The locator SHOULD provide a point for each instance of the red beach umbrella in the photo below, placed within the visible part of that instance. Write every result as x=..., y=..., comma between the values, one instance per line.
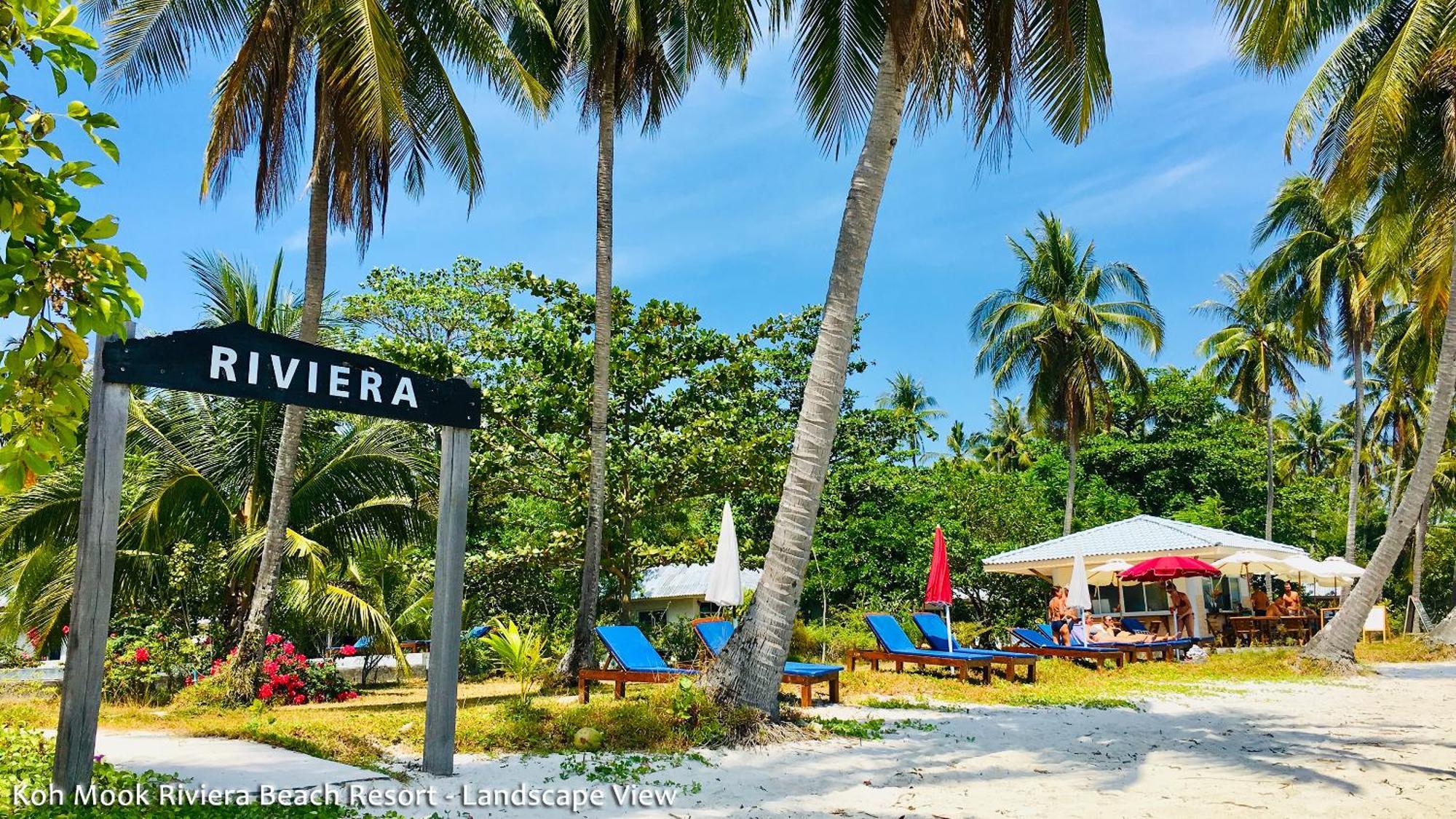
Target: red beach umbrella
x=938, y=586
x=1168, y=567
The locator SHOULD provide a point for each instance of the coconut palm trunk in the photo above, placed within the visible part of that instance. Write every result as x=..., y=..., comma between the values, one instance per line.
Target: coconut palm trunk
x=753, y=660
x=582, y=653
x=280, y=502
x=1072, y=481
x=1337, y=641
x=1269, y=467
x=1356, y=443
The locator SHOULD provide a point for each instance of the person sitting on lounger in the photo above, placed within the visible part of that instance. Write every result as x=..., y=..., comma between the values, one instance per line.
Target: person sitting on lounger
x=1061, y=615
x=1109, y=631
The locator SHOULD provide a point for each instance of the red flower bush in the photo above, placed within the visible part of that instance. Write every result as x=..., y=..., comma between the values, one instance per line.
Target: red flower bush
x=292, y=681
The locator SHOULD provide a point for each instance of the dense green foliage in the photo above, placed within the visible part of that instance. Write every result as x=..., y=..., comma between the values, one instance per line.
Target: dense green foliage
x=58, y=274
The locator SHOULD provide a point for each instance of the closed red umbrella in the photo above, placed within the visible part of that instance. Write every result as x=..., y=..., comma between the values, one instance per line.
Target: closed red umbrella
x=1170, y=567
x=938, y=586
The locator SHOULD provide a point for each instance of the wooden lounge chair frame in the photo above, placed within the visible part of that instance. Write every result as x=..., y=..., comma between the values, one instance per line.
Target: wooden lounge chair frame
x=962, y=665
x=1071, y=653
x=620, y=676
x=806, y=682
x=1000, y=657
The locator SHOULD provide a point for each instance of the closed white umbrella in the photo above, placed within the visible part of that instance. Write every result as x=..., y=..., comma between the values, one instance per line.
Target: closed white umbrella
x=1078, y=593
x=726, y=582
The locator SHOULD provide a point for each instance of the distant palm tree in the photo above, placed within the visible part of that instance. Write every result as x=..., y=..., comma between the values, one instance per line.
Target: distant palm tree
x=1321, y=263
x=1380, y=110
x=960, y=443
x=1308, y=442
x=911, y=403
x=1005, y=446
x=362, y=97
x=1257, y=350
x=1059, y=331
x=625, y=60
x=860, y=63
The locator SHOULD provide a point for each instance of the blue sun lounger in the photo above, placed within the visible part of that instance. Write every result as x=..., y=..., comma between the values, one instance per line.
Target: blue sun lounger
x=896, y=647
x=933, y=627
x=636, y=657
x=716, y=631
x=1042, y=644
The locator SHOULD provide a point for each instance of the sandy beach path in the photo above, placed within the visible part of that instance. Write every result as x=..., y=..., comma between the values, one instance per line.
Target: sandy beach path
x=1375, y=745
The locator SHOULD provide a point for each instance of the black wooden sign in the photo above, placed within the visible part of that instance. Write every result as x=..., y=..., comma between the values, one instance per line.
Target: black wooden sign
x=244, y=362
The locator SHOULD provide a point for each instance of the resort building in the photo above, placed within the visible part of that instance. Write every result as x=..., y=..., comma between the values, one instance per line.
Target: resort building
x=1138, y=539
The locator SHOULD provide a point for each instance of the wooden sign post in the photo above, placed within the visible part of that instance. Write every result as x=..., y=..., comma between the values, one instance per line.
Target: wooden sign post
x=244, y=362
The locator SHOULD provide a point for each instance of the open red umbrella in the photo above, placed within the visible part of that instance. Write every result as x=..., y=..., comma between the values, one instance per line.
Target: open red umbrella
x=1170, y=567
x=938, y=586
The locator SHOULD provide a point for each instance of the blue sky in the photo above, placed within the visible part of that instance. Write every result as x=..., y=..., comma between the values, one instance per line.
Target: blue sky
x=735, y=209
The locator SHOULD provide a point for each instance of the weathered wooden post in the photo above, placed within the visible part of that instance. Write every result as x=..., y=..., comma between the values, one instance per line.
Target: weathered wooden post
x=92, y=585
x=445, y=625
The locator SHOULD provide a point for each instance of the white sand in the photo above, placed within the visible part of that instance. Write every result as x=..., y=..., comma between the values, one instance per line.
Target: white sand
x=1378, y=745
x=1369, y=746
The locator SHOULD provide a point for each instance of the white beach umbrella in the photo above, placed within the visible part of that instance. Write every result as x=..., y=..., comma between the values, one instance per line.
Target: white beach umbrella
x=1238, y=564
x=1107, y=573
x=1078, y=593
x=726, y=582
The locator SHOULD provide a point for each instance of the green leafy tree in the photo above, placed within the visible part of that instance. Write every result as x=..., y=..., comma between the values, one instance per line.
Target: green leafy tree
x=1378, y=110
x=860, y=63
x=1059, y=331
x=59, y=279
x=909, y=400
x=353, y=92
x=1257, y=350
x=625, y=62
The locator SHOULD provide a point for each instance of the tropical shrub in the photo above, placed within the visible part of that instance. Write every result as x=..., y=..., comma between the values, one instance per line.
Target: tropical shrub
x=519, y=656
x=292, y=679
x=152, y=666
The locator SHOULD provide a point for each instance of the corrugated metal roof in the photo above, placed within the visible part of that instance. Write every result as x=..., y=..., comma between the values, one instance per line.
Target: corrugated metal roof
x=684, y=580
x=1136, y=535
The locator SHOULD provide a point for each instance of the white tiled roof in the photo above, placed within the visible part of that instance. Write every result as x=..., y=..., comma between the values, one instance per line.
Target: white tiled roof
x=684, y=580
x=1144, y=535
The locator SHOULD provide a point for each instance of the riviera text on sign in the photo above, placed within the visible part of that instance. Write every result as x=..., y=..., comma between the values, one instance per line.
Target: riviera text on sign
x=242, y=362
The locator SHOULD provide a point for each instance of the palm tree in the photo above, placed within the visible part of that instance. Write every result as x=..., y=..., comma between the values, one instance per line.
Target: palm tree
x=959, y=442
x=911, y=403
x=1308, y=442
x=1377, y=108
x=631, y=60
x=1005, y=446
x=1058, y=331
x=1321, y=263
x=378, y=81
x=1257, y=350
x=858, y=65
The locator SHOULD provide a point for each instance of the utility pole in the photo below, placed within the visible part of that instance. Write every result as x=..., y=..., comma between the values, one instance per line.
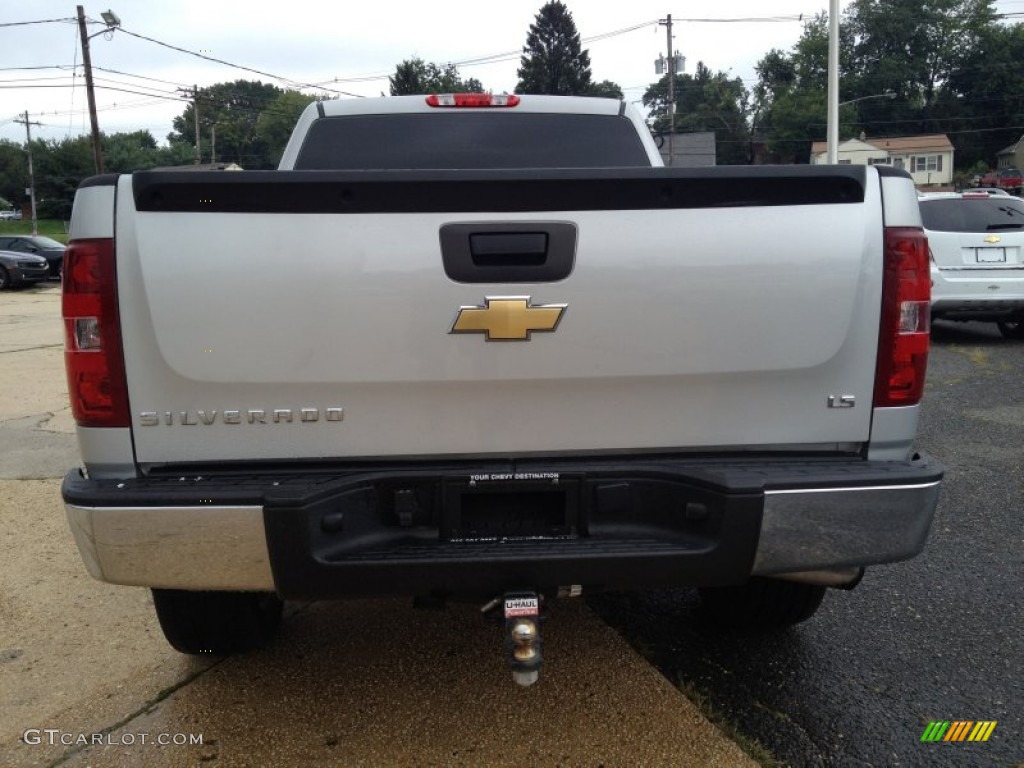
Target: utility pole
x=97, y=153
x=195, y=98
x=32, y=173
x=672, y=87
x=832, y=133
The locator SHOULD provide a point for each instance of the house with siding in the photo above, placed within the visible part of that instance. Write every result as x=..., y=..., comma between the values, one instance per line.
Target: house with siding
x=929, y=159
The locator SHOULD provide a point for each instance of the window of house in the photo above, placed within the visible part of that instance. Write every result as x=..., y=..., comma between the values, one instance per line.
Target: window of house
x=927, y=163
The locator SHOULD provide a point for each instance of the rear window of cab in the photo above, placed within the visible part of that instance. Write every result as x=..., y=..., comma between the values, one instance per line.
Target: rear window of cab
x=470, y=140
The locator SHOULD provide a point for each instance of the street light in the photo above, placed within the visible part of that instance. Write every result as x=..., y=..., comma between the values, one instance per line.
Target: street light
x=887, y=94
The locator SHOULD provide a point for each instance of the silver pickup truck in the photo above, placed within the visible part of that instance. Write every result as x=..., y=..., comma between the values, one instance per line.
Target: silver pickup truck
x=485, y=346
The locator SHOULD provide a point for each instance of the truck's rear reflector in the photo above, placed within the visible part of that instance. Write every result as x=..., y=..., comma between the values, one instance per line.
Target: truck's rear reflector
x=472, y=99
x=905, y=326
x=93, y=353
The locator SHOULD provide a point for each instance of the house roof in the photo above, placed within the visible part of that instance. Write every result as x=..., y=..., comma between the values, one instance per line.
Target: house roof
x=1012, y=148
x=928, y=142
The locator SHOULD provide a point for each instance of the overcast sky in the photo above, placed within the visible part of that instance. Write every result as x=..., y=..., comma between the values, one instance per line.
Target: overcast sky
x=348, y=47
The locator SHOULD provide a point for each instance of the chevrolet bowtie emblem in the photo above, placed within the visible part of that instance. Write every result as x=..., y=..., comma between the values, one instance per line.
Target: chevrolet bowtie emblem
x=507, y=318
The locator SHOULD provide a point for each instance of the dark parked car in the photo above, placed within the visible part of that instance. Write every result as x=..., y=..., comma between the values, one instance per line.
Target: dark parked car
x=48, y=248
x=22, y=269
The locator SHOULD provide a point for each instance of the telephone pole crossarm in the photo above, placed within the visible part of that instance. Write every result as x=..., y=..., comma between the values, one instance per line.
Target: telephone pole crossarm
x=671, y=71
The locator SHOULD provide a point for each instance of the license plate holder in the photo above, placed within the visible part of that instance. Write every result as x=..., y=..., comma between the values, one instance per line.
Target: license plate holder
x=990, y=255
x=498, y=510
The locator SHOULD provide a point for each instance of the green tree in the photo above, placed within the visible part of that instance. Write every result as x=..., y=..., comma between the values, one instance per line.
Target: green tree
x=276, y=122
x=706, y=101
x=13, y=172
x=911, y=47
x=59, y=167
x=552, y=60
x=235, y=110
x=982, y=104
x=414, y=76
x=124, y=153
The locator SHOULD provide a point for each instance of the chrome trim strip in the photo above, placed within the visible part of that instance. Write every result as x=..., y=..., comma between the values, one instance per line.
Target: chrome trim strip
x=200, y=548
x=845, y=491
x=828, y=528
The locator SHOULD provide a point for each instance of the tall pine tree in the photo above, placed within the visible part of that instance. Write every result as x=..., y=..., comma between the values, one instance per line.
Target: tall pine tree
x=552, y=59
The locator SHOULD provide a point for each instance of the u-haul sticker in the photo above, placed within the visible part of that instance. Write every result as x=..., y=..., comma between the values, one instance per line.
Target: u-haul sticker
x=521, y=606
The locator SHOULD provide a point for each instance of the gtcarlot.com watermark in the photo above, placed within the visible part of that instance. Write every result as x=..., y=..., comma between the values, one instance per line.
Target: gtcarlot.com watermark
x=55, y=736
----------------------------------------
§ The task: Among the lines above, the ones holding the word "below" must be counted; only that count is to be given.

§ Response area: 2